Natural-language object grounding data:
************
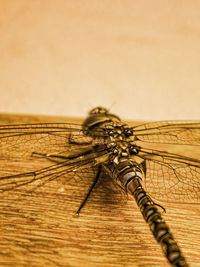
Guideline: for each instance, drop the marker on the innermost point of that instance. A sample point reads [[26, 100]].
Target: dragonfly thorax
[[119, 136]]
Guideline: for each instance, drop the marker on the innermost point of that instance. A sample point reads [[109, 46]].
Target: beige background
[[139, 58]]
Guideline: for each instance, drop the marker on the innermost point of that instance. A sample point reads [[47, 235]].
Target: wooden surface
[[41, 229]]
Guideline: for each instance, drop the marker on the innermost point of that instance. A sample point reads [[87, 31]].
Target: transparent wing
[[22, 140], [74, 168], [169, 132], [26, 148], [171, 177]]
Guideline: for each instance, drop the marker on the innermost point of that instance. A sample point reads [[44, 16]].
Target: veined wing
[[85, 164], [171, 177], [169, 132], [20, 141]]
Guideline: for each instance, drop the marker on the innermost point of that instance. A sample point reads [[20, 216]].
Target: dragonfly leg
[[90, 189], [156, 204]]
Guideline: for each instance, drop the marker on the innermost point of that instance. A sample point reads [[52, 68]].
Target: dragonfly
[[104, 144]]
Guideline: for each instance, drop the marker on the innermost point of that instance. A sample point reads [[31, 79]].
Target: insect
[[103, 143]]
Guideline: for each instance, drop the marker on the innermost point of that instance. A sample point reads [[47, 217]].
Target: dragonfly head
[[97, 118]]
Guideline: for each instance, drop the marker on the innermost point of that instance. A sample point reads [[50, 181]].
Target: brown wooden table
[[40, 228]]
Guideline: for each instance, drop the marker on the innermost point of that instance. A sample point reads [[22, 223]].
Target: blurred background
[[141, 59]]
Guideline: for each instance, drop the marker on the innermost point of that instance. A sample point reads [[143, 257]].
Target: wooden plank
[[40, 228]]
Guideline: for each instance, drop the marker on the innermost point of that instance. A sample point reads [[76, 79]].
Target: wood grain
[[40, 228]]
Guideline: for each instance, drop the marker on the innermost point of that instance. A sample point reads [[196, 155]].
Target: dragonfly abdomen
[[129, 176]]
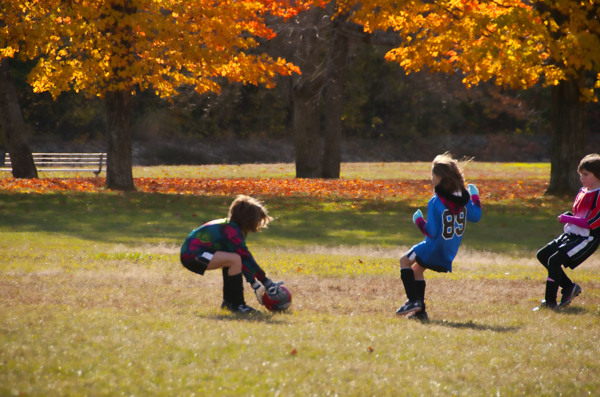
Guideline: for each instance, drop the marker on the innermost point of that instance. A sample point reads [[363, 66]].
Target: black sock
[[408, 279], [233, 288], [551, 290], [556, 273], [420, 284]]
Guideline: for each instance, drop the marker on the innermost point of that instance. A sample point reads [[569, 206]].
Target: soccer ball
[[279, 302]]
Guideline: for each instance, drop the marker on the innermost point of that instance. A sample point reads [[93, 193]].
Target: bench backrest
[[93, 162]]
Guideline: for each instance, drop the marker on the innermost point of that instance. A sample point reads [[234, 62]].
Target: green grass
[[93, 301]]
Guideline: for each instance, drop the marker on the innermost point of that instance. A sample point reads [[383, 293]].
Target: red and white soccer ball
[[279, 302]]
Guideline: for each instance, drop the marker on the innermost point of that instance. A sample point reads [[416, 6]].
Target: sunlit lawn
[[93, 300]]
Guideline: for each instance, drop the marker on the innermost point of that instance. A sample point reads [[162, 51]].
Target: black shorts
[[413, 256], [576, 248], [197, 263]]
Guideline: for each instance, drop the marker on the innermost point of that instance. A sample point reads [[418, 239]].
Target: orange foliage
[[492, 190]]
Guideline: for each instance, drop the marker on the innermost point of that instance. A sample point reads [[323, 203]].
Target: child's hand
[[418, 214], [272, 287], [259, 291], [473, 191]]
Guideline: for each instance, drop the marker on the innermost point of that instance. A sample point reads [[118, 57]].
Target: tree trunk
[[119, 173], [334, 104], [14, 126], [307, 139], [568, 137]]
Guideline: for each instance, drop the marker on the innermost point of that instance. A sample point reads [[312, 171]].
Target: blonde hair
[[449, 171], [590, 163], [249, 214]]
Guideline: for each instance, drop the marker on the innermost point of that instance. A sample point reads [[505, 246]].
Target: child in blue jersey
[[580, 239], [447, 214], [221, 243]]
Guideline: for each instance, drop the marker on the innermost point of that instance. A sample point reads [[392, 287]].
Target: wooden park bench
[[80, 162]]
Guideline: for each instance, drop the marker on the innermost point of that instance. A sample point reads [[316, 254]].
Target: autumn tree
[[17, 20], [514, 43], [113, 49]]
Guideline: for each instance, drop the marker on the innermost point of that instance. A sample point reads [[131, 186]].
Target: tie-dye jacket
[[221, 235]]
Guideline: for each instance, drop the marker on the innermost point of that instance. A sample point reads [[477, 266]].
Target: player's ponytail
[[590, 163], [449, 172]]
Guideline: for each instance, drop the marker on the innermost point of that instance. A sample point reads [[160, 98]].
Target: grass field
[[93, 300]]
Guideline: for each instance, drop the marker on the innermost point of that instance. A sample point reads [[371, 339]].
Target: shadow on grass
[[471, 325], [262, 317], [572, 310]]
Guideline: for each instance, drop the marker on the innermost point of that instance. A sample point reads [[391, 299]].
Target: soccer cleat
[[242, 308], [419, 316], [568, 297], [410, 307]]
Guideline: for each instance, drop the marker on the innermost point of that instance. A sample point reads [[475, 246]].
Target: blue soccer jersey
[[444, 230]]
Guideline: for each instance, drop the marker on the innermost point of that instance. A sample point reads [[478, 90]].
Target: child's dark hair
[[249, 214], [449, 172], [590, 163]]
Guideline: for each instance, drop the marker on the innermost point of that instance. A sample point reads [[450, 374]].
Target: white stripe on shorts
[[207, 255]]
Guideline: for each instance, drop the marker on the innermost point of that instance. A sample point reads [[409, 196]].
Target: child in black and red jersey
[[221, 243], [580, 238]]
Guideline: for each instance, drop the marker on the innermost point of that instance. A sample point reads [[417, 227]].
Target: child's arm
[[474, 205], [419, 221], [474, 192]]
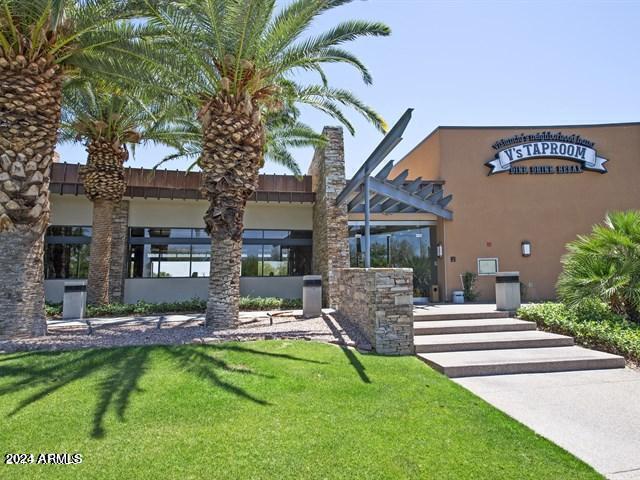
************
▶ PROBLEM DESCRIPTION
Return the data exactly as it stands, minus the pictures.

▶ RESULT
Guideline: for each instance, drop the marker on the innermost point of that instance. A sample point reads [[26, 100]].
Target: dragonfly thorax
[[119, 136]]
Guideline: for each instance, drop the marker on the innermost point of that instance. A sample point reads [[109, 46]].
Target: beige background
[[139, 58]]
Guideline: for each instance, drop the marker on the innermost point of that instance. A sample point reads [[47, 235]].
Target: wooden surface
[[41, 229]]
Guideline: for each instance, drop the marker on the innermost point of that instance. A sample point reads [[87, 31]].
Target: transparent wing
[[22, 140], [74, 168], [169, 132], [26, 148], [171, 177]]
Guideline: for each instance, drop the marker on the innermost point of that instance. A sample point reads [[44, 16]].
Target: veined wing
[[85, 164], [171, 177], [169, 132], [20, 141]]
Guideline: for each instance, drop the marker on the innermost point of that instance. A sample point reads [[20, 216]].
Target: dragonfly leg
[[90, 189], [156, 204]]
Guideline: for each instance, drop the marker on the innermost point of that instance. A sample point reads [[52, 68]].
Target: dragonfly
[[104, 144]]
Guideline: for each instance, drop the marker on the innermost point of that instance. A sample point reads [[31, 79]].
Target: insect
[[103, 143]]
Guideline: for each instance, drop the marker on the innermost point of that instance. A sample point reads [[47, 217]].
Target: dragonfly head
[[97, 118]]
Guideline: for each instance, drop the marker on the innermost point of that instance. A sample point reads [[50, 181]].
Target: brown wooden table
[[40, 228]]
Guideline: for each instance, drop the marker on the innermost point of that instance. A sample point reads [[22, 223]].
Target: blurred background
[[141, 59]]
Guideline: for each instance, drop the marker on the innermost point of that instance. A sample point reads [[143, 257]].
Target: wooden plank
[[40, 228]]
Guideline: for each instance, drop the marker on the innermost point of that instance. A sample point reads [[76, 79]].
Target: wood grain
[[40, 228]]
Guideline: for each instance, drop the marker on the innermost point of that instance. A sample point reads [[196, 155]].
Target: dragonfly abdomen
[[129, 176]]
Guideline: for each instance, drop the marker on the innermost point of that instance. A sample point reads [[363, 66]].
Target: black sock
[[408, 279], [233, 288], [551, 290], [556, 273], [420, 284]]
Guideline: for each instance, drop the marker on the innermost point of that instance. A sample point reads [[569, 206]].
Target: soccer ball
[[279, 302]]
Guideline: for each instance, drop the marker on the innermost point of that instance. A sample point reads [[93, 193]].
Target: bench backrest
[[93, 162]]
Guideline: for each instance, drop the marker on the innermost point of that instance. A sample point reads [[234, 62]].
Target: green grass
[[93, 301]]
Guideline: for each instance, drop the marker on the innermost point of that instance. A sample point reads [[383, 293]].
Target: red and white soccer ball
[[279, 302]]
Guideline: for each instance, drop the marker on the innermost point of that instance. A sample point reads [[416, 6]].
Target: sunlit lawn
[[93, 300]]
Guideline: for each instance, drop the marker on the innermost point of that instance. A sample point reads [[162, 51]].
Target: black shorts
[[413, 256], [576, 248], [197, 263]]
Guideline: for each instance, drop the marker on the innermost point of that instance. A sample point reads [[418, 239]].
Target: orange foliage
[[492, 190]]
Guideline: for each instance, drop the marker on the innermost point of that instance. A sample point reads [[323, 203]].
Target: child's hand
[[418, 214], [272, 287], [259, 291], [473, 191]]
Guideline: for each instance, drop the marker on the innermost point of that instance. A sample point reads [[118, 57]].
Target: tree trunk
[[119, 173], [334, 104], [14, 126], [307, 139], [568, 137]]
Guideline: for each instance, drop the marker on the innermost point of that instance. A sample point reads [[312, 171]].
Target: blonde hair
[[449, 171], [590, 163], [249, 214]]
Guideline: for each instance, drop the marker on the innermost point of that instance. A sample point reads [[505, 246]].
Target: child in blue jersey
[[580, 239], [447, 214], [221, 243]]
Guideline: for each instance, drop the marker on the innermost point of that instance. A sample point reads [[392, 287]].
Target: wooden park bench
[[80, 162]]
Guideline: for each instance, drop the marker on the innermost point of that instance. A sample point reads [[316, 254]].
Target: autumn tree
[[17, 20], [514, 43], [113, 49]]
Guideline: for each instance, drop the marker on the innermost point of that instance. A sample point reads [[131, 186]].
Target: tie-dye jacket
[[221, 235]]
Guideline: for each instance, drop the marker on the innermost point of that instance. A sample point reads [[477, 266]].
Target: player's ponytail
[[590, 163], [449, 172]]
Guideline: for each instance, drop the marker on the innermost point of that instance. A sample point reads [[160, 98]].
Target: grass field
[[93, 300]]
Guideline: for each instance, drop the marker on the innermost point of that instance. A sample point reads [[371, 339]].
Target: shadow on grass
[[471, 325], [262, 317], [572, 310]]
Guideline: for each instance, drop the marker on the innermost point of that instance. A sample point reads [[391, 299]].
Target: soccer cleat
[[242, 308], [419, 316], [568, 297], [410, 307]]
Guideline: for each instance, drop the marker on the innermost point of that instance. A sample point reads [[475, 246]].
Target: blue soccer jersey
[[444, 230]]
Guideline: for each instance, drop the marker on the innermost point of that instance. A sample point reads [[478, 90]].
Target: child's dark hair
[[249, 214], [449, 172], [590, 163]]
Guideline: for each instance, drop the marker on the innermost point of that instance. A sample point reads [[450, 374]].
Target: white stripe on shorts
[[207, 255]]
Guideline: for each instance, drop the marker on the innermost point of that instance. A sample point reads [[409, 196]].
Target: child in black and red jersey
[[221, 243], [580, 238]]
Guideline: for each instance, drop the marker on the innermost point of that instance. A sample point reads [[417, 227]].
Target: child's arm
[[474, 205], [419, 221], [474, 192]]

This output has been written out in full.